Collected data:
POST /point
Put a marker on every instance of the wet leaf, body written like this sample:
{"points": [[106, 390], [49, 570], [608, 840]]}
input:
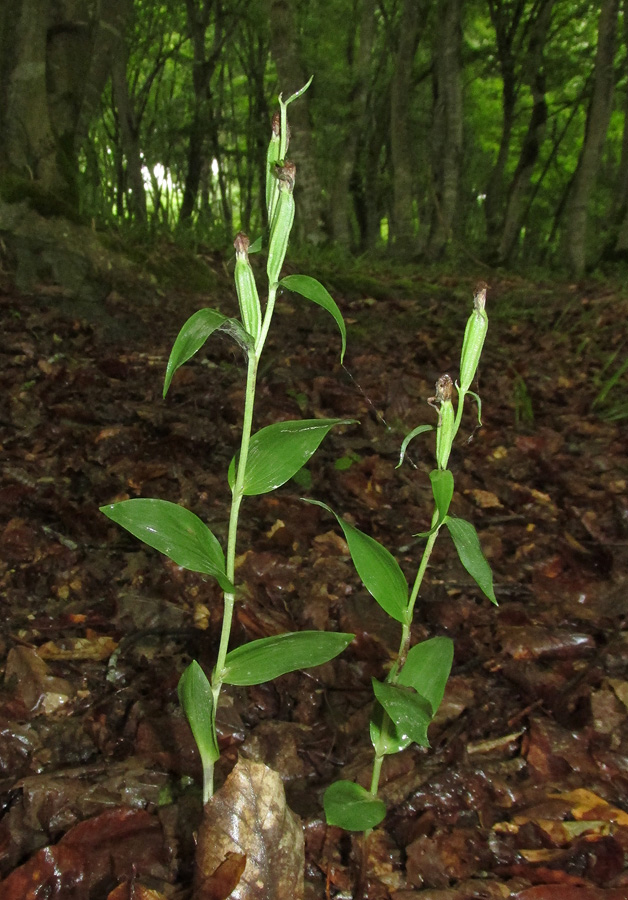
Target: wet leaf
{"points": [[378, 569], [268, 658], [277, 452], [174, 531]]}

WHAT YOU ARE ASKED TO DO: Format every line of the records above as a numbered list, skipping blank lines. Leave the pictures out of your list.

REPLY:
1. POST /point
2. Put a marker on every instance of the wet leaf, body written like this sample:
3. {"points": [[106, 390], [49, 570], [608, 840]]}
4. input:
5. Target: wet leaf
6. {"points": [[378, 569], [268, 658], [277, 452], [174, 531]]}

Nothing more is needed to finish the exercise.